* [Description of the task]:
Rewrite these lines, substituting "image coordinates" for "pixel coordinates" and changing nothing else. Leave the pictures out of your answer.

(Dataset rows on where objects appear)
** begin **

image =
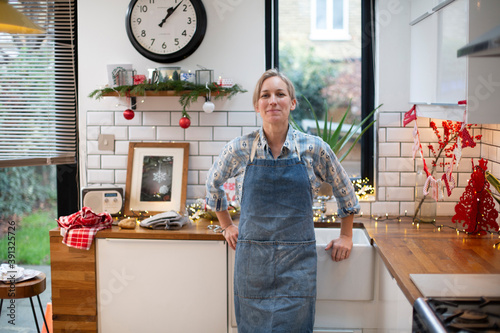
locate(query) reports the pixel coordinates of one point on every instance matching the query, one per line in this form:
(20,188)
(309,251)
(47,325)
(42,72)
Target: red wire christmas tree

** end **

* [Task response]:
image =
locate(query) reports the image coordinates of one point on every instance matching the query, one per line in this form:
(20,188)
(309,251)
(47,325)
(42,72)
Target: red wire christmas tree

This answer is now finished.